◆ **TASK STATEMENT**:
The required output is every record, reproduced exactly.
++++++++++++++++++++
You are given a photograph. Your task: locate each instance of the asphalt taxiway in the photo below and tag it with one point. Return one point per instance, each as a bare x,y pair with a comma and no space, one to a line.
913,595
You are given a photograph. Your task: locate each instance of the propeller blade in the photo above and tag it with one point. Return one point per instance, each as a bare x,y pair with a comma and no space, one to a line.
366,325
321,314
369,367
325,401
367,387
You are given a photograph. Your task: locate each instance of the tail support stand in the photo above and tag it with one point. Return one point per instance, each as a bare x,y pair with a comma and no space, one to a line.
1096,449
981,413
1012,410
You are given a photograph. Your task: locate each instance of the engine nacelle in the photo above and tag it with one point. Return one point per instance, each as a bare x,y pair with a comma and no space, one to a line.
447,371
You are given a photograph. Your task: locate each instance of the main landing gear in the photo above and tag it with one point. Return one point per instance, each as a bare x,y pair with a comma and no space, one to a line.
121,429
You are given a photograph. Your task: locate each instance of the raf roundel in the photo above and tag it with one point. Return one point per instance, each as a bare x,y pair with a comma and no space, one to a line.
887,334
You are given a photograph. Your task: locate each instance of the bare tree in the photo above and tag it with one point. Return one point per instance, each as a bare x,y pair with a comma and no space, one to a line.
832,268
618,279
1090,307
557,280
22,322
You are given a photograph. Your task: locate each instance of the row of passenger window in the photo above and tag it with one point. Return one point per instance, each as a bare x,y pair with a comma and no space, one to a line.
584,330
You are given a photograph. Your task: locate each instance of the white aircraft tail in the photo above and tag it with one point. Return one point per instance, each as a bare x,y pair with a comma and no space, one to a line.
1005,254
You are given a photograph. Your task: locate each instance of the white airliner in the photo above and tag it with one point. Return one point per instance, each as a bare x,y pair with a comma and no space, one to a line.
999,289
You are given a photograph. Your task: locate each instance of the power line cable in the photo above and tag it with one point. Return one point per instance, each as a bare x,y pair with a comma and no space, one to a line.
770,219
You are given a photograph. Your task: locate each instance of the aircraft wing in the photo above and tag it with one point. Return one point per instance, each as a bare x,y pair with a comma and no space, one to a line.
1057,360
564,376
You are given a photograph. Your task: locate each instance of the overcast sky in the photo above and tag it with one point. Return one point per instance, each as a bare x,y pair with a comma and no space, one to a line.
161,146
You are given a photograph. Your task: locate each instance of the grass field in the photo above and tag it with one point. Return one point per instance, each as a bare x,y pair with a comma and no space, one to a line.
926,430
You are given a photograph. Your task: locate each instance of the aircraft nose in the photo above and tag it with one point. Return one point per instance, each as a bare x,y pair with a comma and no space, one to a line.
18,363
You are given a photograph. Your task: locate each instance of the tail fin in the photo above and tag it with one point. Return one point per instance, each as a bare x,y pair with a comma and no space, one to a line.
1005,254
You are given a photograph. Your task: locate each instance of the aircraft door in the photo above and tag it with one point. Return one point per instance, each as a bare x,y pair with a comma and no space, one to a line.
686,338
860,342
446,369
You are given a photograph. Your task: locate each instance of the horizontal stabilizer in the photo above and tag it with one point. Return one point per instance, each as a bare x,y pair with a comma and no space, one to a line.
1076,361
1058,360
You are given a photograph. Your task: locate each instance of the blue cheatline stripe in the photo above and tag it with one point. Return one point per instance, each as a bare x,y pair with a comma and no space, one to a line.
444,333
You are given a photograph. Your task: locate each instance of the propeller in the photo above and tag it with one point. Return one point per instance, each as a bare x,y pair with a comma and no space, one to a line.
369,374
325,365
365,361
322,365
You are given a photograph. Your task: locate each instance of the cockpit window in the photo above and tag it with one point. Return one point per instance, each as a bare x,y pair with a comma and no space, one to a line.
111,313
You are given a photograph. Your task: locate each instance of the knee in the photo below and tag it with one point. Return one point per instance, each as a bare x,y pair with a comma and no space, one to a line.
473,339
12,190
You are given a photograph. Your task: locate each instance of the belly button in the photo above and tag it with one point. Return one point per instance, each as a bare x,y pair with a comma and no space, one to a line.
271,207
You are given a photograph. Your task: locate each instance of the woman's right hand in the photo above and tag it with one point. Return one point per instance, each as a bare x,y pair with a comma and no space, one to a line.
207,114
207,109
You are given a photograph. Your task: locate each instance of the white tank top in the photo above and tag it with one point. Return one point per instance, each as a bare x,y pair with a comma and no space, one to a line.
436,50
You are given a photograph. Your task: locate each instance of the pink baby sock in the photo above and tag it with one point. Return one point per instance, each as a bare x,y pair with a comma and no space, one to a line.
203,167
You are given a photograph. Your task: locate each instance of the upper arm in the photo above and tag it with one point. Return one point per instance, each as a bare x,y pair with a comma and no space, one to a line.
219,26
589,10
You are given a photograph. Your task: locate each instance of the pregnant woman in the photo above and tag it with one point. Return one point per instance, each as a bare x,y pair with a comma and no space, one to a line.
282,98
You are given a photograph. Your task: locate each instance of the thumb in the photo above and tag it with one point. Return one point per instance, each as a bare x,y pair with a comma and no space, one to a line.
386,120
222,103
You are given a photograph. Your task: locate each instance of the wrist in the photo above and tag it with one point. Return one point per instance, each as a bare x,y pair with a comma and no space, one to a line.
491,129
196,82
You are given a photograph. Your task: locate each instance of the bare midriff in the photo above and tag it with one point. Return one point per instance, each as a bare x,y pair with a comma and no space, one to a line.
++++++++++++++++++++
◆ **SOLUTION TO THE PROBLEM**:
You are given a photograph. Your task: locate each instance of the asphalt taxiway in the photo below and tag it with one point. Return one point per instance, each as a bare x,y pair with a comma and no space, one to a line.
913,595
You are given a photograph. Your task: locate each instance of the propeller blade in the photo above and tag it with one point. Return one point per instance, each as a bare x,y pair with a comma and no space, one to a line.
366,325
321,314
369,367
325,401
367,387
You are given a photograph. Your task: locate each instance of the tail support stand in the photo above and tag it with one point. Return one point per instance, each as a bare x,y pair with a comma and no space, one to a line.
1096,449
981,413
1012,410
You are given a photograph. Your task: locate each instance of the engine nacelle in the photo above and tag it with one point. Return one point per instance, each as a bare x,y pair with a comma and no space, one to a line.
447,371
You are given a photograph. Your task: locate each instance of the main landing gear in the photo above and tag it with one point. Return one point per instance, each as a bare x,y pair with a comma and no space, one to a line.
121,429
You are given a photograph. Your task: locate each instance of the raf roundel in the photo above and tag it with one point. Return one point per instance, each as a bare x,y pair with a comma and no space, one to a line.
887,334
You are given a photograph. Your task: locate each instance of the bare tree in the photo above and tag it with one point. Return one point per instance, each as a bare x,y pair with a comma and no space, one to a line.
832,268
618,279
1090,307
557,280
22,322
You are given a photograph. Your task: locate each instance of the row of passenger window in the photo above and tag it with one point. Return one point per instance, each as a bare x,y pair with a comma and no space, one to a line.
584,330
You are given a photograph. Your task: locate each instance of the white aircraft tail in the photo above and tag it with one point. Return one point per instance, each as a bare x,y pair with a comma and no space, one to a line.
1005,254
You are given a photograph. Your task: locate each instance of the white airliner in the photo above and tag it with one point. Return one point per instance, each as a bare x,y pair with a comma and no space, one to a line.
999,289
You are given a photograph. Your task: locate each instance of the power line cable in the photo above and tag it with one point. Return one point per instance, each as a bare x,y pair with a comma and no space, one to a line.
770,219
You are given a photograph. Your task: locate each instance of the aircraft wing in the photo above and tag it with one point. Return one point per instance, each as a bare x,y pair with a comma and no space, one to a line.
1057,360
564,376
You are given a photograph. Your task: locate each instance of the overcast sky in the photo above and tag it with one point. Return one point per instance, each as a bare x,y pair with a comma and no space, one to a line.
161,146
You are given a photograph. Your task: locate each instance of the grass field in the photo above and tag it with one point. Return one point per instance, each as a bare x,y pair with a comma and no space, one to a line.
926,430
You are given a photograph. Your task: locate each instance of the aircraft nose in the photo above and tag it with one point. Return one point per instance, each as a bare x,y pair with a comma and no space, one to a line.
18,363
You are given a photograph. Your task: locate each instance of the tail fin in the photo above and tag it with one point. Return one point per instance, each as a bare x,y pair with a comma and no space, one to a line.
1005,254
You are given a photograph. Your task: locate each instance of the aircraft door in the photo above and tag it with one point. Return one point per instance, each as a bare x,y pair with a comma and no space, one to a line.
686,338
860,342
446,369
You are given a photograph. Your task: locate each instance of the horizontal stabilizer in the photo above and tag it with one point. Return one point per instance, each as a bare x,y pair with a comma and no space, one to a line.
1076,361
1058,360
You are given a photograph. Your task: locate each instance of the blue cheatline stripe in the photo above and tag it with one point. Return one point per instance, each as a bare x,y pair with a comma and no space, one to a line.
444,333
You are given a photograph. Your task: locate each instance of the propeller in the photo above and tag it with one point. Return one point per instance, each as a bare x,y pair with a comma and no space, one to a line.
369,374
325,365
365,361
322,365
You are given a photograph. Your task: locate each instance of the cockpit window in the photo above and tag it with one point. Return one point per instance, each as a bare x,y pair with a comma and no space, one to a line.
111,313
You are given a photograph. Your task: locate each instance of the knee in the photo below and tag it with one point. Return one point per instance, each as a bare x,y pair with a comma and no space, one to a line.
473,339
12,190
You are given a photograph. Your task: locate each instance of the belly button in the photo above and tag it with one point. Return one point per instance, each as a bare x,y pair with a comma and no space, one to a line.
271,207
You are given a photograph. Your task: locate each instance of the woman's right hand in the photo above and tag it with one point. Return one point per instance, each as a bare x,y pair with a comma and no space, one to a line.
207,114
207,109
You are given a photograph. Your task: locate each instance of the white tank top in the photo above and tag it with one point. Return one point per instance, each as a bare x,y pair with a comma and no space, one to a line.
436,50
You are given a photograph. Your task: locate each instance of the pink baby sock in the photo above and tag it with one point. Return one point per instance, each as a bare x,y pair with a comma and no space, one to a line.
203,167
You are given a photograph. Your task: locate each instance of the upper arm in the photo above and tag it with one point. Return one point per instance, each as a bare x,y pair with a comma and no space, one to a line.
219,26
589,10
You are given a photograph. Your task: locate each instance of the pregnant woman in the photo above and tag it with one point. Return one point per instance, each as a bare x,y pair with a comma and no space, one to a line.
282,98
You are given a photograph. Your task: locate each instance of the thumb in the photo above and tag it with one point. Return one point per instance, each as a bare x,y pair with a comma and no space, one to a line.
386,120
222,103
You are given a photograph. Your task: locate each instance of the wrist in the photo above and tag it with one point. Return one point per instance, each as a bare x,y pair with a comma and no space, one to a line.
491,129
196,82
You are given a photograph. Your task: locate each instance of the bare midriff in the photo above and tag it with one point. Return one point per instance, each as a bare x,y pair with a comma and no space, one to a line.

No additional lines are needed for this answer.